Traduisez en anglais, s'il vous plaît, cette phrase de l'article ci-dessous sur l'assurance des risques de cyber-attaque : « Plus le chantage dure, plus il est caché, plus le coût du risque est élevé. »

**TEXTE CITÉ:**
______
L’assurance des risques de cyber-attaque 2/2
Suite de notre article consacré à la nouvelle législation en vigueur dans le Code des Assurances sur le risque de cyber attaque.
La première partie est à lire en suivant ce lien.
Plus le chantage dure, plus il est caché, plus le coût du risque est élevé.
Dans ce contexte, la loi n° 2023-22 du 24 janvier 2023 introduit un nouveau chapitre dans le titre II du Code des Assurances, le chapitre X, qui comporte le nouvel article L.12-10-1 “L’assurance des risques de cyber attaque”.
Le « dépôt d’une plainte de la victime auprès des autorités compétentes » pour une cyber attaque devra intervenir au plus tard 72 heures après la connaissance de l’atteinte par la victime.
______
**LIGNES DE DONNÉES:**
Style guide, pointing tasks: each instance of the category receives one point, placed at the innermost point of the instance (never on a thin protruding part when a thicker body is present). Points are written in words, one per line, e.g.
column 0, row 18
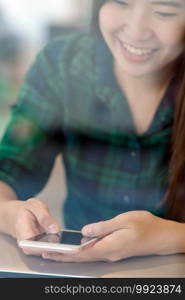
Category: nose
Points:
column 138, row 26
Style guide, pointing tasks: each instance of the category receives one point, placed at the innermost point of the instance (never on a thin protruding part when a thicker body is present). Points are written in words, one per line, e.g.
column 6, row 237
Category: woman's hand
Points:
column 33, row 217
column 134, row 233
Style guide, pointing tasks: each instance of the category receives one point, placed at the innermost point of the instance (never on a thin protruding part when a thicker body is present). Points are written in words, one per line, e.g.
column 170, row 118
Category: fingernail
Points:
column 88, row 230
column 53, row 228
column 45, row 255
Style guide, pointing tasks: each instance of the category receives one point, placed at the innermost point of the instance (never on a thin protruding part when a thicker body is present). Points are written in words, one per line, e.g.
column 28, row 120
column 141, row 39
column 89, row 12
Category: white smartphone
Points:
column 64, row 241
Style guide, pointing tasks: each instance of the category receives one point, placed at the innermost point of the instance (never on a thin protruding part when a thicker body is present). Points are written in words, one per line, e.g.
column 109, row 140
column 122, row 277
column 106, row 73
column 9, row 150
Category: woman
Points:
column 140, row 47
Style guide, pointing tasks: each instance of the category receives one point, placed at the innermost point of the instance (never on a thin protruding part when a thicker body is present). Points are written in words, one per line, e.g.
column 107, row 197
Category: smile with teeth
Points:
column 137, row 51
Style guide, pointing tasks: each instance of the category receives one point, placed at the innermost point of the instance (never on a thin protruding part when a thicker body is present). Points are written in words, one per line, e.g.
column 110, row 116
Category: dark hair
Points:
column 95, row 16
column 174, row 199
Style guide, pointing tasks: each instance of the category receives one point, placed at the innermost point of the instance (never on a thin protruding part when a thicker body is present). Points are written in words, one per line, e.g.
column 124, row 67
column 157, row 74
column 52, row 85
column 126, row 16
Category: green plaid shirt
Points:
column 70, row 103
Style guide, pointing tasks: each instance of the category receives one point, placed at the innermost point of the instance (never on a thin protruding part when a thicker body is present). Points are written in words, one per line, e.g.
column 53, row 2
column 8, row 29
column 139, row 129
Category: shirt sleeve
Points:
column 33, row 136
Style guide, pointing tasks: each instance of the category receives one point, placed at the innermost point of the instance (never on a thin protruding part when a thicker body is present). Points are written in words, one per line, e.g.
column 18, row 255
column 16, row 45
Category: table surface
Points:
column 13, row 261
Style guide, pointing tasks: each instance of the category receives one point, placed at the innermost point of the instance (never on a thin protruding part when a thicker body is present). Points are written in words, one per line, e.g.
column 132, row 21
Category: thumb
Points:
column 50, row 224
column 102, row 228
column 43, row 215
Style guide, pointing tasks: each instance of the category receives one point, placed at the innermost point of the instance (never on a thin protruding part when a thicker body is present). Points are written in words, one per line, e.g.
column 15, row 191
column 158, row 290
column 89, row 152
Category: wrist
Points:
column 175, row 238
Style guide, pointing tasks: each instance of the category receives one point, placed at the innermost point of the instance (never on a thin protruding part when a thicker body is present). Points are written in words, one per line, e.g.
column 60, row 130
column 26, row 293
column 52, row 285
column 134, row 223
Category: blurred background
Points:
column 25, row 27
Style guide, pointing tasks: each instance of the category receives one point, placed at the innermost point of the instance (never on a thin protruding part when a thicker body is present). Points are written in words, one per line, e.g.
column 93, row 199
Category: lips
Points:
column 135, row 53
column 137, row 50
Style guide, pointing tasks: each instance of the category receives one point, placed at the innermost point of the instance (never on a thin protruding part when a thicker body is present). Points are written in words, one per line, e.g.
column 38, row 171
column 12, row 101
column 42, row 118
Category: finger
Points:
column 43, row 215
column 103, row 228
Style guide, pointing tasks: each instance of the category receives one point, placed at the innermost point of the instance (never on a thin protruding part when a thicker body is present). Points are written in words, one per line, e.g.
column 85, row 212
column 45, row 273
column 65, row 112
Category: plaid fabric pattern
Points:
column 70, row 103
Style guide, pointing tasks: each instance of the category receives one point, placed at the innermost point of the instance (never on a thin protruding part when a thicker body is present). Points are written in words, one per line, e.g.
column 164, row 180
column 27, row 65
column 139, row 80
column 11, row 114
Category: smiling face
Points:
column 144, row 36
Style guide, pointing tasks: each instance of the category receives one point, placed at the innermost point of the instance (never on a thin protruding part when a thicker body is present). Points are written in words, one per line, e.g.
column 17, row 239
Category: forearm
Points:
column 8, row 205
column 174, row 241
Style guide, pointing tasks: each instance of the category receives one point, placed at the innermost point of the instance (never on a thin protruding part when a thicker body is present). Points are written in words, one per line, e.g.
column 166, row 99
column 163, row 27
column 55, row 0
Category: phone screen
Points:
column 62, row 237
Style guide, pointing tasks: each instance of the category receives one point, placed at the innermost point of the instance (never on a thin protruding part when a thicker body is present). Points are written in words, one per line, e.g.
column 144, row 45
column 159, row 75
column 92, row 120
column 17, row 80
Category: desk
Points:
column 13, row 261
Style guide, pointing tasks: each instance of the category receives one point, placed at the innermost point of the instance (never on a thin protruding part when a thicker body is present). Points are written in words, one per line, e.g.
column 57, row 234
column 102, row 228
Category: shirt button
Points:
column 133, row 154
column 126, row 198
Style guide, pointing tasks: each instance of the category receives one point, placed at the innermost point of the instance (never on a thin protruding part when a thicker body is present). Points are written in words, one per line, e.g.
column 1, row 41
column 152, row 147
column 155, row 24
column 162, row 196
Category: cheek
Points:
column 173, row 37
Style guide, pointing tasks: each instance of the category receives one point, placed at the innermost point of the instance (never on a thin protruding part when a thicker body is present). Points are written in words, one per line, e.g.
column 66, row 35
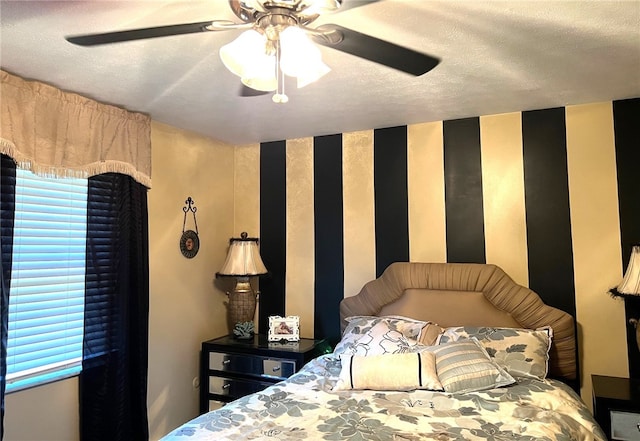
______
**SOLUTION PROPOSÉE:** The longer the blackmail lasts and the more hidden it is, the higher the cost of the risk.